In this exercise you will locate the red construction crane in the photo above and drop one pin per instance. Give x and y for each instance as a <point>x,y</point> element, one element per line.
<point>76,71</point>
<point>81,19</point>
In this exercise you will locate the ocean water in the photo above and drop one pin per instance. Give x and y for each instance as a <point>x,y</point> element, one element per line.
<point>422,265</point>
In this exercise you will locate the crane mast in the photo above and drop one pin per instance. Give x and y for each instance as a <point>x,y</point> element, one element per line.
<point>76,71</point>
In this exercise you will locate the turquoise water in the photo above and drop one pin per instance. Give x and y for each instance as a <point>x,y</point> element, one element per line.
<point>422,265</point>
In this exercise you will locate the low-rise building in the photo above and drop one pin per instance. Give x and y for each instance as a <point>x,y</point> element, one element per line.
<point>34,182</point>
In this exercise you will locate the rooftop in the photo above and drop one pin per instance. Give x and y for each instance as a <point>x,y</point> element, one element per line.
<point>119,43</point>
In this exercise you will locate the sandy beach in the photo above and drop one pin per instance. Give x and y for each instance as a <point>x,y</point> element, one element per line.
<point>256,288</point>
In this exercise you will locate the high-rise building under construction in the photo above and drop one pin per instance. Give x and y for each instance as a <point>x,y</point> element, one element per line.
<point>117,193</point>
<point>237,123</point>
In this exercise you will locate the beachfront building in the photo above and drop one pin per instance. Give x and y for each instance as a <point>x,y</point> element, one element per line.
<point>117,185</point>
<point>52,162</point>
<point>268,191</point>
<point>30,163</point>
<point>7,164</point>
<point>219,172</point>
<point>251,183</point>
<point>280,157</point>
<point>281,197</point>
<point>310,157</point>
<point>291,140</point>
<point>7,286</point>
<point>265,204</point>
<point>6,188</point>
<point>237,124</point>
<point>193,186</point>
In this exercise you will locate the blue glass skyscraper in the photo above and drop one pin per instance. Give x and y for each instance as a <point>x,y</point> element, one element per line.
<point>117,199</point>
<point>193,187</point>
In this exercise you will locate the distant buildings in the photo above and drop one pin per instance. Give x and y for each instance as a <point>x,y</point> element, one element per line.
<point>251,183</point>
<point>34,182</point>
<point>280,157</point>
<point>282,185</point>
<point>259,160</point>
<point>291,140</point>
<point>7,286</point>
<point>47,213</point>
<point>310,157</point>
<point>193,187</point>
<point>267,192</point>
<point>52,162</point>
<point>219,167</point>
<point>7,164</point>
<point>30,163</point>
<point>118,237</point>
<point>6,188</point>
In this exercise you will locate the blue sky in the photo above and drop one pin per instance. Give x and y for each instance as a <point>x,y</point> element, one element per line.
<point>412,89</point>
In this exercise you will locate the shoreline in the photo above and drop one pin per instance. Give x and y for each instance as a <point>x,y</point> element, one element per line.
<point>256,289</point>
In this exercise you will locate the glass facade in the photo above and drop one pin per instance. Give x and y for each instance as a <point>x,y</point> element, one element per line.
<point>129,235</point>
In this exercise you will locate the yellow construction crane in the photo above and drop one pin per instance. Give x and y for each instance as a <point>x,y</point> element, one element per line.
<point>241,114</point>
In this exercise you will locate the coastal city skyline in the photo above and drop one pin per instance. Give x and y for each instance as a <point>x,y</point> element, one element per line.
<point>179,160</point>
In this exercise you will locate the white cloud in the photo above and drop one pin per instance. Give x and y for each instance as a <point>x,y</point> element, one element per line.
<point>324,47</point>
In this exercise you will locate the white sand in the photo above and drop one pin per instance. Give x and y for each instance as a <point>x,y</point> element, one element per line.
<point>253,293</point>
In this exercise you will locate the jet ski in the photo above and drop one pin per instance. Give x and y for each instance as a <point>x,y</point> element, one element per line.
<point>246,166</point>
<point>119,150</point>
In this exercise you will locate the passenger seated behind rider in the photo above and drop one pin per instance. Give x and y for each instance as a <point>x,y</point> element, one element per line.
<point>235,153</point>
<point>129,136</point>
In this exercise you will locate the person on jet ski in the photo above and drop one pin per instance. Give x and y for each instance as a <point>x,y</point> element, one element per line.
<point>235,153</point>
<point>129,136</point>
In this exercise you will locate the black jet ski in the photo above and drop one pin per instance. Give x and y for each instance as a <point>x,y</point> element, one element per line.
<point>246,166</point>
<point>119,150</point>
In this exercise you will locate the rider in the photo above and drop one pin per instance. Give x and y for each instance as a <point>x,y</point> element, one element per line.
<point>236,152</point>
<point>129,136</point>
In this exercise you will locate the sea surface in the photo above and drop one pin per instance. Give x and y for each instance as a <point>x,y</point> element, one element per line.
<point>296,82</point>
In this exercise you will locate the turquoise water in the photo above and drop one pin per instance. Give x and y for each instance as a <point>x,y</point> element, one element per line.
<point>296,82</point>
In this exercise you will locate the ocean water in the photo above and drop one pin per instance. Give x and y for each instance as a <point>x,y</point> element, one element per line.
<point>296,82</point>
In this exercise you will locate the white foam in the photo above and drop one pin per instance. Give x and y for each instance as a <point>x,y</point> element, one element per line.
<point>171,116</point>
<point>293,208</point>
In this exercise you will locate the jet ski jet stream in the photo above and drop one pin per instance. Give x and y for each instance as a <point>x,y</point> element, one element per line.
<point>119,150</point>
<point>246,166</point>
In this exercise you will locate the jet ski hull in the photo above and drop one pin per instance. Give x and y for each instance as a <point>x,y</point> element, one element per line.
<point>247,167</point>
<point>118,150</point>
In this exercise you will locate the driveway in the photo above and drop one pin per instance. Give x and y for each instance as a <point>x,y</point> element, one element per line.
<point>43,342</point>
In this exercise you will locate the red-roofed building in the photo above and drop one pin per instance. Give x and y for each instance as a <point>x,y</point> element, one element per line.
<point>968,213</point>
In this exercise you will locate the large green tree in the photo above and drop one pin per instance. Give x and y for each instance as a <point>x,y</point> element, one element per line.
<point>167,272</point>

*WORK TO COMPLETE*
Would you repeat all of the data above, word for word?

*RESPONSE BOX*
In this exercise you will locate the red construction crane in the photo above and drop one pin per instance. Give x and y for each instance as a <point>x,y</point> element, one element per line.
<point>76,71</point>
<point>81,19</point>
In this exercise you will locate the ocean water in the photo above and drop one pin per instance. Give x and y for each instance as a <point>x,y</point> element, one element per line.
<point>422,265</point>
In this exercise you will locate the crane mast in the photo above and drop one pin per instance. Give x and y for each instance as a <point>x,y</point> element, one element per line.
<point>76,71</point>
In this exercise you will locate the turquoise water in the photo above and drop one pin per instance. Give x and y for each instance as a <point>x,y</point> element, one element per line.
<point>422,265</point>
In this exercise you will locate the low-rise building in the photo above and drop one pin per instance. Give x and y for each instance as a <point>x,y</point> element, one element per line.
<point>34,182</point>
In this exercise you will locate the rooftop in the photo above and drop one pin per instance. Give x and y for each instance as a <point>x,y</point> element, one element per line.
<point>119,43</point>
In this exercise you will locate the sandy beach in the photo above and drop one pin per instance. Give x and y for each instance as a <point>x,y</point> element, one element per line.
<point>256,288</point>
In this exercise you will locate the high-rise building under construction in the photo above and drop one pin per instance. Give x and y for each instance as a <point>x,y</point> element, one element per line.
<point>117,193</point>
<point>237,123</point>
In this exercise you will locate the beachfront building in the photo above and drop one pin per instance. Give x and y for each instance as a <point>x,y</point> element, one element per line.
<point>117,185</point>
<point>52,162</point>
<point>268,191</point>
<point>30,163</point>
<point>7,164</point>
<point>219,172</point>
<point>251,183</point>
<point>280,157</point>
<point>281,197</point>
<point>310,157</point>
<point>291,140</point>
<point>7,286</point>
<point>265,204</point>
<point>6,188</point>
<point>237,124</point>
<point>193,186</point>
In this exercise you will locate the blue glass skyscraper in the photo above and drop one pin per instance. Give x and y for each instance as a <point>x,y</point> element, one element per line.
<point>117,199</point>
<point>193,187</point>
In this exercise you will locate the distant buildings in the photo above and drop one pin per instance. Give x and y for each instance as a <point>x,y</point> element, one element per line.
<point>251,183</point>
<point>34,182</point>
<point>280,157</point>
<point>282,185</point>
<point>259,160</point>
<point>291,140</point>
<point>7,286</point>
<point>47,213</point>
<point>310,157</point>
<point>193,187</point>
<point>267,192</point>
<point>52,162</point>
<point>219,167</point>
<point>7,164</point>
<point>30,163</point>
<point>118,237</point>
<point>6,188</point>
In this exercise you will locate the blue sky in the photo above and drop one pin per instance. Give x and y for each instance as a <point>x,y</point> element, one element per line.
<point>412,89</point>
In this exercise you will locate the shoreline in the photo above and drop one pin per instance. Give x and y for each instance as a <point>x,y</point> element, one element per line.
<point>256,289</point>
In this exercise you will locate the glass facade in the photo above and drop one pin per instance. Give x and y for each instance as a <point>x,y</point> element, one element per line.
<point>129,235</point>
In this exercise you will locate the yellow construction crane in the photo above and drop one pin per instance. Give x and y for each instance as a <point>x,y</point> element, one element per line.
<point>241,114</point>
In this exercise you will locate the coastal city skyline in the photo above and drop one pin per instance. Give x and y for each instance as a <point>x,y</point> element, one element per line.
<point>179,160</point>
In this exercise you will locate the white cloud in the photo above and drop one pin per instance. Give x and y for each instance as a <point>x,y</point> element, one element per line.
<point>324,47</point>
In this exercise you will locate the white sand in the photo above and drop one pin per instance. Give x and y for each instance as a <point>x,y</point> element, one element per line.
<point>253,293</point>
In this exercise you will locate the jet ski in the photo above and drop one pin per instance. Give x and y for each instance as a <point>x,y</point> element, one element per line.
<point>246,166</point>
<point>119,150</point>
In this exercise you will locate the passenger seated behind rider in the photo above and drop one pin per instance. Give x and y for each instance as a <point>x,y</point> element, one element per line.
<point>235,153</point>
<point>129,136</point>
In this exercise you will locate the person on jet ski in the photo above and drop one pin per instance. Give x and y for each instance as a <point>x,y</point> element, one element per line.
<point>235,153</point>
<point>129,136</point>
In this exercise you will locate the black jet ski in the photo above and drop one pin per instance. Give x and y for each instance as a <point>x,y</point> element, one element per line.
<point>246,166</point>
<point>119,150</point>
In this exercise you will locate the rider in the photo above and drop one pin per instance. Give x and y for each instance as a <point>x,y</point> element, one element per line.
<point>236,152</point>
<point>129,136</point>
In this exercise you will locate the sea surface in the photo above and drop one pin per instance. Give x and y for each instance as a <point>x,y</point> element, one element per line.
<point>296,82</point>
In this exercise you will locate the turquoise water in the photo above and drop one pin per instance. Give x and y for each instance as a <point>x,y</point> element, one element per line.
<point>296,82</point>
In this exercise you will locate the ocean water in the photo above and drop one pin per instance. Give x and y for each instance as a <point>x,y</point> element, one element per line.
<point>296,82</point>
In this exercise you will locate the white foam in the photo above and drop one pin per instance. Give x and y for each instance as a <point>x,y</point> element, one element per line.
<point>171,116</point>
<point>293,208</point>
In this exercise you will locate the jet ski jet stream in the photo above and drop one pin per instance. Give x and y for each instance as a <point>x,y</point> element, one element per line.
<point>119,150</point>
<point>246,166</point>
In this exercise you will locate the jet ski hull in the photo above and drop one pin per instance. Give x and y for each instance as a <point>x,y</point> element, one element per line.
<point>247,167</point>
<point>118,150</point>
In this exercise you will locate the driveway in the photo above and drop one pin per instance. Give x and y for each instance as a <point>x,y</point> element, one element per line.
<point>43,342</point>
In this exercise you will locate the red-roofed building in the photo above and drop one pin per instance. Give x and y for each instance as a <point>x,y</point> element, one element per line.
<point>968,213</point>
In this exercise you will locate the large green tree in the photo above and drop one pin per instance. Give x and y for each instance as a <point>x,y</point> element, one element per line.
<point>167,272</point>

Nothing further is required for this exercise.